Extracted entries ->
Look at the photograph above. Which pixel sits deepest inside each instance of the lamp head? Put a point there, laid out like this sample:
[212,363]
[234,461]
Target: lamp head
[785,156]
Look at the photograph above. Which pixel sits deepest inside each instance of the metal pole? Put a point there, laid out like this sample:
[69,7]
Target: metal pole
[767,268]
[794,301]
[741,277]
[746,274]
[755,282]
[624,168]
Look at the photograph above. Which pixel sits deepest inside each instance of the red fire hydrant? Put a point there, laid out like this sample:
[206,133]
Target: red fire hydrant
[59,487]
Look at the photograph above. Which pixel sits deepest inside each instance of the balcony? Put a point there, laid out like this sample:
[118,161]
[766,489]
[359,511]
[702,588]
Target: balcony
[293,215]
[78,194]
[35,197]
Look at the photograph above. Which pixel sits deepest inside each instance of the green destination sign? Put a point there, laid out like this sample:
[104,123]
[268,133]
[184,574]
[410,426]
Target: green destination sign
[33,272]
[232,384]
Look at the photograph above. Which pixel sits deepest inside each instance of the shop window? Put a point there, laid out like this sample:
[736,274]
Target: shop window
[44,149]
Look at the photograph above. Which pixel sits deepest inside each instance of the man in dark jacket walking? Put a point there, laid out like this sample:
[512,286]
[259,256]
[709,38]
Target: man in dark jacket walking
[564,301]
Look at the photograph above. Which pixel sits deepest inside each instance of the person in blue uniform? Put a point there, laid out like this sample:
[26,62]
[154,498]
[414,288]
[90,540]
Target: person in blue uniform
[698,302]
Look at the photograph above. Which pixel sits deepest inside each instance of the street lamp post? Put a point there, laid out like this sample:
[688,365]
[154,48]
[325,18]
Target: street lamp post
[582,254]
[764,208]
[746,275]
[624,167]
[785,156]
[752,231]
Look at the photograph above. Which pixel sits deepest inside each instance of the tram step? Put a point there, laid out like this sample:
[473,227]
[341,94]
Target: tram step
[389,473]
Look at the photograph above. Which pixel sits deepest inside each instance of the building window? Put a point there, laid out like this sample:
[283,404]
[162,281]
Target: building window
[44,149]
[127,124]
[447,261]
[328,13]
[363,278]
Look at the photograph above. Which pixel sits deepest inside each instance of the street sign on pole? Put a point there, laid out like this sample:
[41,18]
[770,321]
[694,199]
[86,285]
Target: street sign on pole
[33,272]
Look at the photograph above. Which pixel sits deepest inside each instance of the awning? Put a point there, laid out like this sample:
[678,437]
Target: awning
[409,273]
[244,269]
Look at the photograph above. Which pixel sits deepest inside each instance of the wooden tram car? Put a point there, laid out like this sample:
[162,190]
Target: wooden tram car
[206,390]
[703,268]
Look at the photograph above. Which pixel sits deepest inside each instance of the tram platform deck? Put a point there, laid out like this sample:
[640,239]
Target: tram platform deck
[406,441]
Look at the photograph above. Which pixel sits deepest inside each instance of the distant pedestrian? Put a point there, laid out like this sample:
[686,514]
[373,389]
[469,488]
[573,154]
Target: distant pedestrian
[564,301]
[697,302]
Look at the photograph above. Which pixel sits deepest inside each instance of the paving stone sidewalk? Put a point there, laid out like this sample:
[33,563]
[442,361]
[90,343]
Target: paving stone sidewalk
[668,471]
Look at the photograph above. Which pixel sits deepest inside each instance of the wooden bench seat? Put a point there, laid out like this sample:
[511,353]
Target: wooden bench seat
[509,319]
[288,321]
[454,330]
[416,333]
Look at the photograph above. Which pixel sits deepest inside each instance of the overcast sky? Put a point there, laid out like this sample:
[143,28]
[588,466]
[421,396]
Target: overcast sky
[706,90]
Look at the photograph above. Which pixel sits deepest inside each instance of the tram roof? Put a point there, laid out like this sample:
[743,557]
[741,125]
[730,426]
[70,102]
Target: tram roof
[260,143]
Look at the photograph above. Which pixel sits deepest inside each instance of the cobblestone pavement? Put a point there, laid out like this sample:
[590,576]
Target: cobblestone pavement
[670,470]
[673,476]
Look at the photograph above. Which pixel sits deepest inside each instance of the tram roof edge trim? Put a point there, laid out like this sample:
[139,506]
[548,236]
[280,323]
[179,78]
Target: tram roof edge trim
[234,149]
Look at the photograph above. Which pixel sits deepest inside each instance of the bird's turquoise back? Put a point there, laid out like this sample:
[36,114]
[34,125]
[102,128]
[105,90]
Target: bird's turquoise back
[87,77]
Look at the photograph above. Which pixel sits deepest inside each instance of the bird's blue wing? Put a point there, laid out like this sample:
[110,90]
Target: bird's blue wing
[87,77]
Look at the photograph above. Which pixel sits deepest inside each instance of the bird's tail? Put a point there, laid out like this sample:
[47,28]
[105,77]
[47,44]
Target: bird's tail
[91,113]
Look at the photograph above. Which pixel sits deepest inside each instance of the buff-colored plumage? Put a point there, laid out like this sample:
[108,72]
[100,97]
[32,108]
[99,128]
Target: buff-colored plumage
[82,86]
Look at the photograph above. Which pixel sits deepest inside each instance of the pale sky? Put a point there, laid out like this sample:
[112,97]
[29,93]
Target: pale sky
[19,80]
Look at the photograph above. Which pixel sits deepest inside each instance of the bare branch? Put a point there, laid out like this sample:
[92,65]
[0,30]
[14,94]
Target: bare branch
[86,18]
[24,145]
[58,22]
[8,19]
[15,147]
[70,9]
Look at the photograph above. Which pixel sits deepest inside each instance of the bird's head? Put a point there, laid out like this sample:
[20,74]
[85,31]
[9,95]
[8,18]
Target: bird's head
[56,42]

Exercise prompt ->
Repeat each entry above exactly as it appears.

Output ->
Look at the photograph above. Which pixel sits deepest inside each instance of the lamp head? Put a point there, laid out like this sample:
[212,363]
[234,461]
Target: lamp head
[785,156]
Look at the photograph above. Which pixel sits deepest inside each instance of the metal pole? Put a point there, laid out like this sample:
[69,7]
Target: metal pole
[767,268]
[794,301]
[741,277]
[746,274]
[755,282]
[624,168]
Look at the photograph above. Which pixel sits deepest inside each instance of the red fire hydrant? Put a point there, laid out like this sample:
[206,133]
Target: red fire hydrant
[59,487]
Look at the photograph above. Which pixel sits deepest inside each instance of the balcony? Put a point there, laid out like this sample:
[118,161]
[766,489]
[359,511]
[702,588]
Target: balcony
[293,215]
[78,194]
[35,197]
Look at the photograph above. Which pixel sits deepest inside each instance of the green destination sign? Put a point there, laid out like this sample:
[104,123]
[268,133]
[184,574]
[410,426]
Target: green destination sign
[33,272]
[232,384]
Look at the photograph above. Which pixel sits deepest inside each instance of the shop window? Put a point there, laid out like this sample:
[736,274]
Target: shop window
[44,149]
Look at the photograph above. Which pixel sits deepest inside each instance of the man in dark jacket walking? Put a point there, laid out like this sample:
[512,286]
[259,256]
[709,38]
Target: man in dark jacket walking
[564,301]
Look at the photograph above. Which pixel sits deepest inside each instance of the person in blue uniform? Put a point there, laid out like this sample:
[26,62]
[154,498]
[414,288]
[90,540]
Target: person in blue uniform
[698,302]
Look at the photograph above. Which pixel sits deepest inside each instance of the street lamp post? Put a point there, laid out like this sample:
[688,365]
[154,48]
[325,18]
Target: street lamp post
[582,254]
[764,208]
[746,275]
[624,167]
[785,156]
[752,231]
Look at the photograph above. Which pixel sits deepest inside each instance of the tram step? Put a point there, laid out like this sample:
[473,227]
[341,94]
Target: tram step
[389,473]
Look at the photograph above. Which pixel sits deepest inside each instance of the building window? Put a point there, laid out like this sample:
[283,404]
[162,281]
Target: building window
[44,149]
[127,124]
[447,261]
[328,13]
[363,278]
Look at the photograph above. Which pixel sits deepest inside each instance of the street sign on pole? Put a point there, laid out like this sample:
[41,18]
[770,321]
[694,199]
[86,285]
Target: street sign on pole
[33,272]
Look at the photograph above. Which pixel sits deepest inside each instance of the awning? Put a point there, laid out like this sample:
[678,437]
Target: awning
[409,273]
[244,269]
Look at the photograph above. Which pixel sits deepest inside each instance of the wooden tram car? Put a point there, laid out like this sample:
[162,190]
Target: wooden tram car
[206,390]
[703,268]
Look at the photograph above. Which pixel sits deepest inside each instance of the tram platform deck? Put a point there, laid out like this sample:
[640,239]
Target: tram platform deck
[406,441]
Look at the photograph above. Which pixel sits deepest inside each instance of the distant pedestrian? Put a point there, laid out like this sample:
[686,514]
[373,389]
[469,488]
[573,154]
Target: distant pedestrian
[564,301]
[697,302]
Look at the photograph above. Which pixel sits deepest inside each instance of the paving stone sidewalk? Put a point there, laid out like this sample:
[33,563]
[442,361]
[90,343]
Target: paving stone sidewalk
[668,471]
Look at the photograph above. Which pixel sits deepest inside each instance of the wooden bench seat? Put a point there, laid out like this sample:
[511,353]
Target: wooden bench seat
[509,319]
[288,321]
[454,330]
[416,333]
Look at the photograph above. Which pixel sits deepest inside each instance of the overcast sky? Put a point there, laid out like this sample:
[143,28]
[588,466]
[421,396]
Target: overcast sky
[706,90]
Look at the photograph above. Which pixel sits deepest inside each instance of the tram roof? Put a point there, laid out like this sample:
[743,557]
[741,125]
[730,426]
[70,102]
Target: tram roof
[260,143]
Look at the photograph above. Which pixel sits deepest inside each instance of the cobblestone pavement? Put a point there, laid out like this sample:
[590,576]
Target: cobblestone pavement
[670,470]
[673,476]
Look at the photograph above. Which pixel sits deepest inside each instance of the tram roof edge trim? Put a point there, laid out like this sample:
[139,506]
[548,236]
[280,323]
[179,78]
Target: tram roof edge trim
[234,149]
Look at the photograph above. Which pixel sits deepest inside each instance of the bird's turquoise back? Put a point there, laid out like this sample:
[36,114]
[34,125]
[102,128]
[105,90]
Target: bird's turquoise back
[87,77]
Look at the photograph above. Which pixel sits deepest inside each instance of the bird's blue wing? Put a point there, laid out like this sample:
[110,90]
Target: bird's blue wing
[87,77]
Look at the photograph above. Which pixel sits deepest inside each instance of the bird's tail? Put a point there, laid out like this sample:
[47,28]
[105,77]
[47,44]
Target: bird's tail
[91,113]
Look at the photograph above. Which pixel sits deepest inside each instance of the buff-colored plumage? Put a point there, laid out like this sample:
[108,72]
[100,97]
[32,108]
[99,128]
Target: buff-colored plumage
[82,86]
Look at the photograph above. Which pixel sits deepest inside each instance of the pale sky? Put a point there, laid out like this sample:
[112,97]
[29,93]
Target: pale sky
[19,80]
Look at the photograph above. Which pixel sits deepest inside each instance of the bare branch? Put a point there, laid out like this sample:
[92,65]
[0,30]
[14,94]
Target: bare branch
[86,18]
[24,145]
[58,22]
[8,19]
[15,147]
[70,9]
Look at the photograph above. Which pixel sits deepest inside each instance of the bird's head? Put a point there, laid out like this sample:
[20,74]
[85,31]
[9,95]
[8,18]
Target: bird's head
[56,42]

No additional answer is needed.